(Document text):
-------------------------

Take the seat-based pricing risk. The logic here is clear: if an agent can do the work of multiple humans, fewer seats are required, and seat-priced revenue will fall. But the real question is not whether a company charges per seat; it is how adaptable the commercial model is, and how essential the tool is to the customer. If the product is genuinely differentiated (even in a world of agents) and the vendor can shift towards consumption pricing or enterprise agreements, then seat-based pricing becomes a commercial transition rather than an existential flaw. The real vulnerability is therefore not just whether a company charges per user, but a combination of weak differentiation, slow adaptability, and cheaper competition arriving first.

-------------------------

(Data):

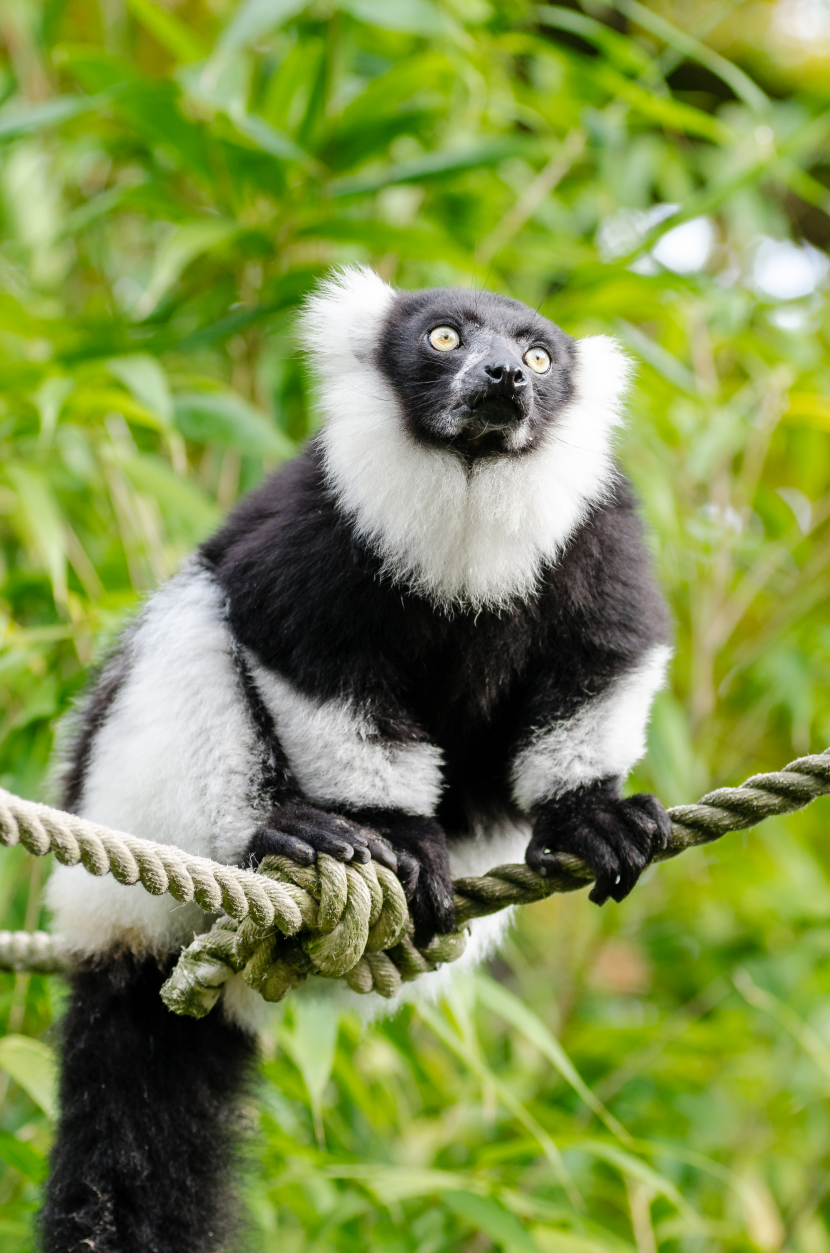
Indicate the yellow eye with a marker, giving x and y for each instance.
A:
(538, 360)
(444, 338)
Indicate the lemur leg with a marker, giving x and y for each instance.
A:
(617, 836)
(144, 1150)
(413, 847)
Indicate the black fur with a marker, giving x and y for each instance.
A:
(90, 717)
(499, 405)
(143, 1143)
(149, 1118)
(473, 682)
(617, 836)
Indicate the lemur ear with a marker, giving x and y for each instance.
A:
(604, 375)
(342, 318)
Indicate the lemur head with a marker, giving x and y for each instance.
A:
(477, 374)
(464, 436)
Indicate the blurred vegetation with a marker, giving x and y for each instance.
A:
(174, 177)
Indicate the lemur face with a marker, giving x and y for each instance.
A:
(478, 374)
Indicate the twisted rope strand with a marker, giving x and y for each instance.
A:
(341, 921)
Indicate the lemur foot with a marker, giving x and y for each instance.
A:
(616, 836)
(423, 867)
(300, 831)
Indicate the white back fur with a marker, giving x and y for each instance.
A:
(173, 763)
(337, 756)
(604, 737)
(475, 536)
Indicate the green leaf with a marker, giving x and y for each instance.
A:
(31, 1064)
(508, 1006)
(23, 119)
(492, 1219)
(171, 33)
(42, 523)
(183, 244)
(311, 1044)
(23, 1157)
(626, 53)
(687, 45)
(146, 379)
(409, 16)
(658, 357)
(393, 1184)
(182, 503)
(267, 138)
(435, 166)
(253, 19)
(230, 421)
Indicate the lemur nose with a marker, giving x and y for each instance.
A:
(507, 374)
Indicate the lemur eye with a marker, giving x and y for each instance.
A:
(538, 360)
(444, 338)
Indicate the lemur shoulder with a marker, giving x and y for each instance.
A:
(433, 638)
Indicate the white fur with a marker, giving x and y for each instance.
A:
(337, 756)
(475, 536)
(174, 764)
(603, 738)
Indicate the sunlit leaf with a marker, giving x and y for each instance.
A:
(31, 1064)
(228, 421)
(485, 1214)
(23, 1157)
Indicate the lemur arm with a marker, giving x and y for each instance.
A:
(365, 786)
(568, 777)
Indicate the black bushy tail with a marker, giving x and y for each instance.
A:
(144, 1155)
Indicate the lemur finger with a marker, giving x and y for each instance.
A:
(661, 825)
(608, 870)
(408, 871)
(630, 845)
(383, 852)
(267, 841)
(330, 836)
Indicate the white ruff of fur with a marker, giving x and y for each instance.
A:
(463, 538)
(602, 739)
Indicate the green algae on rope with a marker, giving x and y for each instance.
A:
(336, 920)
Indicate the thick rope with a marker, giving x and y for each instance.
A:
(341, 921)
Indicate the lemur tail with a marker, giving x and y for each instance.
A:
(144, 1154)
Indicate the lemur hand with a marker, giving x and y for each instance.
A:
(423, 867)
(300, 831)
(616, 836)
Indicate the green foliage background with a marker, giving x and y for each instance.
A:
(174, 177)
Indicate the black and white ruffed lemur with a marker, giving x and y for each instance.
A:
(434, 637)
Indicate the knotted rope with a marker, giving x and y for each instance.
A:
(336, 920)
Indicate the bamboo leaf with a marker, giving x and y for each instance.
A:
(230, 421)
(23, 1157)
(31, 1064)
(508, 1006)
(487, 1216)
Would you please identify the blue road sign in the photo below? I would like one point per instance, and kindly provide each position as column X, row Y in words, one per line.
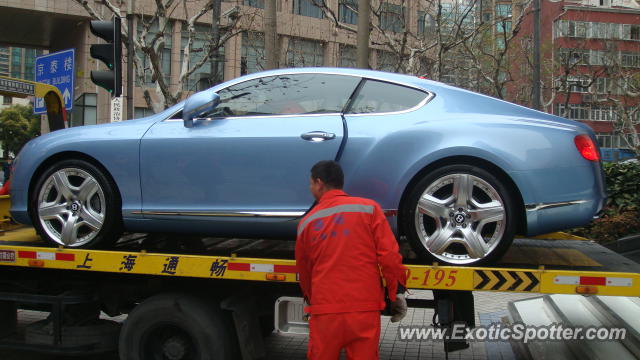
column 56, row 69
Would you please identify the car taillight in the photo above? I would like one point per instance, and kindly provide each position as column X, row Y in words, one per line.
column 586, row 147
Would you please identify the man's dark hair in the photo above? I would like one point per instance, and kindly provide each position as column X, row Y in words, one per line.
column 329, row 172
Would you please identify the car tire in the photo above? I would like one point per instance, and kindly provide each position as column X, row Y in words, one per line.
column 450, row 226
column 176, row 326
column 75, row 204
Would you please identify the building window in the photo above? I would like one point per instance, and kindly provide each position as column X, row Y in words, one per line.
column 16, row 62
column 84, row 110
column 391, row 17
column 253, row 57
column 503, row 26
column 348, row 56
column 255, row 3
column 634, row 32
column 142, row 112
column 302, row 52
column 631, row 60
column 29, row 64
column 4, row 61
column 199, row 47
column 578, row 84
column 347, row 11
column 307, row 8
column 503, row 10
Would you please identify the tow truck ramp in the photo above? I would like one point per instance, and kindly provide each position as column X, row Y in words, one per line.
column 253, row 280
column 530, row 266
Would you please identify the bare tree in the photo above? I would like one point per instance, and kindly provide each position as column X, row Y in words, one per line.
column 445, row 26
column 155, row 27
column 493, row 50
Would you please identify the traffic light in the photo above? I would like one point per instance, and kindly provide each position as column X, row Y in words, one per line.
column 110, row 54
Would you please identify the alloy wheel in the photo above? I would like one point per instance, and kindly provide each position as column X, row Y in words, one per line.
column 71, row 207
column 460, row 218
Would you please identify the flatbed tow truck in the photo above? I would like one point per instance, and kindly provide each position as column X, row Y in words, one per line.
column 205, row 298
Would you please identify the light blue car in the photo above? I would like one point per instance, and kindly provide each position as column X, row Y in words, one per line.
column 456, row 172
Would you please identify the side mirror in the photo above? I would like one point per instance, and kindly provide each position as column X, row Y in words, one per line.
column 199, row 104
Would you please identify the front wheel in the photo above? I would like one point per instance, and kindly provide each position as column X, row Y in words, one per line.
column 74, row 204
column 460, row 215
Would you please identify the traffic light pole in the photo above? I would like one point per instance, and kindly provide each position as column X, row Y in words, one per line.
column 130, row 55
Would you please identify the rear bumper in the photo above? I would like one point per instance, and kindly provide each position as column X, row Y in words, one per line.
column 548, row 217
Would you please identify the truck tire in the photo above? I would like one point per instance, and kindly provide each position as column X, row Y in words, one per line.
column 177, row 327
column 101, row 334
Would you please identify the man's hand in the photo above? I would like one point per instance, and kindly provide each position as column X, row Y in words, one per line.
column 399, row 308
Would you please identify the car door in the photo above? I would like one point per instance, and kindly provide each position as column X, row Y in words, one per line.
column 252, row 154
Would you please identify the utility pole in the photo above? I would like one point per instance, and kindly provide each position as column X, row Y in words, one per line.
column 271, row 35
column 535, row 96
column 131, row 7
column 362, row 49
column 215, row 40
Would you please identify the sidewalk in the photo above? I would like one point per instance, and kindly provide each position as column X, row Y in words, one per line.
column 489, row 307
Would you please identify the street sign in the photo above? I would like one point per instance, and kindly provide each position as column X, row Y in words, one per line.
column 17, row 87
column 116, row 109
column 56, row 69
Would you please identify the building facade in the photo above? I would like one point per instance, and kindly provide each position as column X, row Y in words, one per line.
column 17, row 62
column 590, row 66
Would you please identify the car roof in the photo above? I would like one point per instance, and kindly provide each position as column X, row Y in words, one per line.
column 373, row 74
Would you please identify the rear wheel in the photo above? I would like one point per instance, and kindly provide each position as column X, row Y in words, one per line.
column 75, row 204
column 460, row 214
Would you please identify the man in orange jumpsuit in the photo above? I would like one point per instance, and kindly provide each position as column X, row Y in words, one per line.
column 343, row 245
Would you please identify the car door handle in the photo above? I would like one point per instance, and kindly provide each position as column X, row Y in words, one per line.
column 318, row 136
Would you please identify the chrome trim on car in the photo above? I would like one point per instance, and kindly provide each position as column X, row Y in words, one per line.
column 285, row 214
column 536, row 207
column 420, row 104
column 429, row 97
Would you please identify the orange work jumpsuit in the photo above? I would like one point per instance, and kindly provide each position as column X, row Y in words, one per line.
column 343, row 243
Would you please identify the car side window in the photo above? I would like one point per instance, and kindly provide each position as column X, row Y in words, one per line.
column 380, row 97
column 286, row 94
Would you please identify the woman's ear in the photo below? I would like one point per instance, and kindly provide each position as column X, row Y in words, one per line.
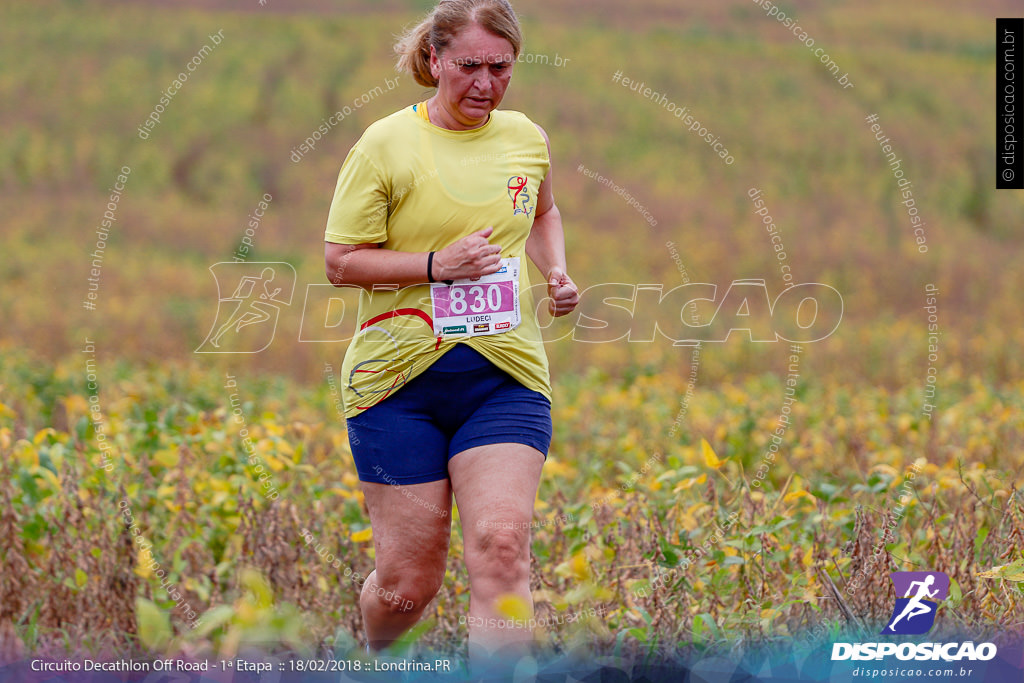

-------------------------

(Things to do):
(a) Return the portion of the passage on seat-based pricing starting at "Take the seat-based" and ending at "competition arriving first.", word for word.
(b) Extend the passage on seat-based pricing, not the listing, by writing what comes after its final sentence.

(Per-task answers):
(a)
Take the seat-based pricing risk. The logic here is clear: if an agent can do the work of multiple humans, fewer seats are required, and seat-priced revenue will fall. But the real question is not whether a company charges per seat; it is how adaptable the commercial model is, and how essential the tool is to the customer. If the product is genuinely differentiated (even in a world of agents) and the vendor can shift towards consumption pricing or enterprise agreements, then seat-based pricing becomes a commercial transition rather than an existential flaw. The real vulnerability is therefore not just whether a company charges per user, but a combination of weak differentiation, slow adaptability, and cheaper competition arriving first.

(b)
There are, in practice, multiple AI-related risks for software companies and they will affect different businesses, to different degrees, in different ways. Crucially, they must be weighed against each company’s defences to those risks, and against the opportunities AI creates. In some cases, AI disruption is going to lead to lower growth and lower margins. But in others, we think the risks have been overstated and therefore the low valuations represent very attractive buying opportunities. AI may also create opportunities by strengthening the business model of the incumbents, an argument receiving little airtime right now. All these things can be true at the same time; the key is working out which one is which.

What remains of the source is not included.